§ **Problem to work on**:
Copy out each of the lines below word for word.

(Detection examples)
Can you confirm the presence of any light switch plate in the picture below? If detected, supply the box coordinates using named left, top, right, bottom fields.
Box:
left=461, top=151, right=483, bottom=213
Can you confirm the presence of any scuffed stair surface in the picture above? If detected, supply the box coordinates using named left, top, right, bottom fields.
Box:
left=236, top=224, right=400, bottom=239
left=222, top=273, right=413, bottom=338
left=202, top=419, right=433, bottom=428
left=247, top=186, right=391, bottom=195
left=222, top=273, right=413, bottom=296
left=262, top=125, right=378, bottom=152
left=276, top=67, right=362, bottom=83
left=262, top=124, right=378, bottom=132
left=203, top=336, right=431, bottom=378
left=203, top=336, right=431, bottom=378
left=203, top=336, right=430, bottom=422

§ **Expected output**:
Can you confirm the presence of any light switch plate in the picture below? If detected, supply the box coordinates using named left, top, right, bottom fields.
Box:
left=461, top=151, right=483, bottom=213
Can you confirm the presence of any scuffed stair surface in the picture above? If detected, supply the box coordinates using named left, top, right, bottom fields.
Box:
left=236, top=224, right=400, bottom=239
left=222, top=273, right=413, bottom=338
left=202, top=419, right=433, bottom=428
left=247, top=186, right=391, bottom=195
left=222, top=273, right=413, bottom=296
left=262, top=125, right=378, bottom=152
left=276, top=67, right=362, bottom=83
left=262, top=124, right=378, bottom=132
left=203, top=336, right=431, bottom=378
left=203, top=336, right=431, bottom=378
left=203, top=336, right=430, bottom=422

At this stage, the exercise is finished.